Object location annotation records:

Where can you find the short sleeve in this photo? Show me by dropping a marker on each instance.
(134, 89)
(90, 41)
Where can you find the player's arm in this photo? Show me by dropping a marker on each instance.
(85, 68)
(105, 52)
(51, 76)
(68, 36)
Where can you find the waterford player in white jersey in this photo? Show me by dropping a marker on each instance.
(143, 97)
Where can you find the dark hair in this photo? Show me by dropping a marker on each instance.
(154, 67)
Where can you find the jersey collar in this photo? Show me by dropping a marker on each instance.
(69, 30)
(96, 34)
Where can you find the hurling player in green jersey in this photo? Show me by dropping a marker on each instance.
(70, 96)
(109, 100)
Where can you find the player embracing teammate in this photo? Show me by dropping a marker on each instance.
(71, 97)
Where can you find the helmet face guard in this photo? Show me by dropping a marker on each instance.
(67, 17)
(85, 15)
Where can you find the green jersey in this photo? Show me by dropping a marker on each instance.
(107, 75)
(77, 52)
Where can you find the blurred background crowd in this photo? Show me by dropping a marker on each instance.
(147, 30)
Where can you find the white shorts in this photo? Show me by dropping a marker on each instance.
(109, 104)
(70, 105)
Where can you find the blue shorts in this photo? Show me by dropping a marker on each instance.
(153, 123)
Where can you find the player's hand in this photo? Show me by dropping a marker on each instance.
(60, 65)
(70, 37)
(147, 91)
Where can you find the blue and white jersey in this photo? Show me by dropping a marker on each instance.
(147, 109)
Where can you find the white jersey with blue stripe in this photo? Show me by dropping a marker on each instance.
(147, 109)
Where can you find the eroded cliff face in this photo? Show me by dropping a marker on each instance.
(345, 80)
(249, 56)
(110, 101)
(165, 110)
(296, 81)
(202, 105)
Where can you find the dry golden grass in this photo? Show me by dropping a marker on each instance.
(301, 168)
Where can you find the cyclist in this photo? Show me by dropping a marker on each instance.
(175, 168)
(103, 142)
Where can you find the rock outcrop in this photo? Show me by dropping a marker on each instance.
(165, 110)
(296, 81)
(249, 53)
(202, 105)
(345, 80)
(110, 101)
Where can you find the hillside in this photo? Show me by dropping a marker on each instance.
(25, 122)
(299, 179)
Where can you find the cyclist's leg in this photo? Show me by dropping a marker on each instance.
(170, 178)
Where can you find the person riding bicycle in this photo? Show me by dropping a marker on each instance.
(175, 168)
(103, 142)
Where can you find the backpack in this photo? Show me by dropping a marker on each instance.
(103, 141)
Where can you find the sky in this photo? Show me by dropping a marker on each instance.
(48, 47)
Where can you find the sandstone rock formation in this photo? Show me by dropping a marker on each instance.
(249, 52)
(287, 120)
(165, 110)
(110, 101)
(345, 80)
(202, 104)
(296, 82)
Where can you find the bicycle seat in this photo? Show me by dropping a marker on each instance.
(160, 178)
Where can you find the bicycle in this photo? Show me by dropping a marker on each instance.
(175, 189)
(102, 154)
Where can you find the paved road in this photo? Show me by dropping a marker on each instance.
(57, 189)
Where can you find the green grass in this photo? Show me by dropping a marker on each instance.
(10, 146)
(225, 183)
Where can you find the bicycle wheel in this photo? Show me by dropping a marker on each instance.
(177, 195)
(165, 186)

** EXERCISE BRIEF **
Give every line of the records above as a Markdown table. Use the columns "No." and "Line," number the rows in order, and leave out blank lines.

** RESULT **
| No. | Line |
|---|---|
| 1 | Where can you find the short sleeve in this photo? Show me by dropping a marker on each instance. |
| 2 | (134, 89) |
| 3 | (90, 41) |
| 4 | Where can you find the player's arm in this photo? Show me by dropping a marker on each instance. |
| 5 | (85, 68) |
| 6 | (105, 52) |
| 7 | (51, 76) |
| 8 | (68, 36) |
| 9 | Where can you find the waterford player in white jersey in this photo? Show me by dropping a marker on each instance. |
| 10 | (143, 97) |
| 11 | Where can you find the dark hair in this photo? Show me by dropping a marker on each instance. |
| 12 | (154, 67) |
| 13 | Where can you find the jersey collar in this photo? Show me by dropping a marker on each instance. |
| 14 | (69, 30) |
| 15 | (96, 34) |
| 16 | Where can you find the hurling player in green jersey in this photo? Show me by dropping a marker on each instance. |
| 17 | (70, 96) |
| 18 | (109, 100) |
| 19 | Where can you find the player embracing teammate in this photo? Show me by dropping a marker on each instance. |
| 20 | (71, 97) |
| 21 | Where can you find the helmet face guard in this photo? Show me by dropping a marker on each instance. |
| 22 | (67, 17) |
| 23 | (85, 15) |
| 24 | Where can you find the green jersey in this photo? Show me by dropping a marker on each instance. |
| 25 | (107, 75) |
| 26 | (77, 52) |
| 27 | Where can you find the blurred background crowd in this photo? Show me by dropping a marker on each instance. |
| 28 | (147, 30) |
| 29 | Where can you find the white shorts in this photo? Show me by dropping a marker on each instance. |
| 30 | (109, 104) |
| 31 | (70, 105) |
| 32 | Where can you find the blue shorts in this photo? Show me by dropping a marker on each instance. |
| 33 | (153, 123) |
| 34 | Where can you find the player's hand in this photo? Show me by dropping a marker on each instance. |
| 35 | (60, 65) |
| 36 | (70, 37) |
| 37 | (147, 91) |
| 38 | Where can you find the blue and white jersey in this photo? Show me by dropping a marker on each instance. |
| 39 | (147, 109) |
| 40 | Where can you find the white jersey with blue stripe in this photo? Show me by dropping a marker on each instance. |
| 41 | (147, 109) |
| 42 | Where can you find the eroded cliff face in this photo? Show me by dropping a marker on each instance. |
| 43 | (345, 80) |
| 44 | (249, 56) |
| 45 | (110, 101) |
| 46 | (165, 110) |
| 47 | (296, 81) |
| 48 | (202, 105) |
| 49 | Where can you find the dry golden grass in this photo? Show me by dropping a marker on each instance. |
| 50 | (301, 168) |
| 51 | Where can you find the cyclist in this photo? Show me by dropping a marker on each instance. |
| 52 | (175, 168) |
| 53 | (103, 142) |
| 54 | Where can you find the rock outcrop in this photo? Show me by dropping a marker on each instance. |
| 55 | (165, 110) |
| 56 | (296, 81) |
| 57 | (249, 53) |
| 58 | (202, 105) |
| 59 | (345, 80) |
| 60 | (110, 101) |
| 61 | Where can you find the hillside in this photo? Show me by dropping a marker on each instance. |
| 62 | (25, 122) |
| 63 | (299, 179) |
| 64 | Where can you find the cyclist's leg in this photo? Show me by dropping a marker on each instance. |
| 65 | (170, 178) |
| 66 | Where can you find the person riding bicycle in this photo? Show me by dropping a marker on each instance. |
| 67 | (175, 168) |
| 68 | (103, 142) |
| 69 | Where can you find the backpack in this photo? Show me by dropping a marker on each instance. |
| 70 | (103, 141) |
| 71 | Where can you find the sky in this photo? Show me by dropping a marker on each instance. |
| 72 | (48, 47) |
| 73 | Where can you find the sandstone rock formation in this photo? Show me by dropping a marker on each instance. |
| 74 | (249, 52) |
| 75 | (287, 120) |
| 76 | (165, 110) |
| 77 | (110, 101) |
| 78 | (345, 80) |
| 79 | (202, 104) |
| 80 | (296, 82) |
| 81 | Where can you find the bicycle seat in this photo? Show me by dropping a marker on each instance. |
| 82 | (160, 178) |
| 83 | Where can you find the bicycle in this photo? Show me by dropping a marker on each instance. |
| 84 | (175, 189) |
| 85 | (102, 154) |
| 86 | Where can you find the paved road in this photo? Show me by dropping a marker on each instance. |
| 87 | (57, 189) |
| 88 | Where can you find the green grass in this photo? Show me by dropping a marker on each instance. |
| 89 | (10, 146) |
| 90 | (225, 183) |
| 91 | Where can you find the bicycle wheel in this photo? Show me by dropping a marker on each instance. |
| 92 | (177, 195) |
| 93 | (165, 186) |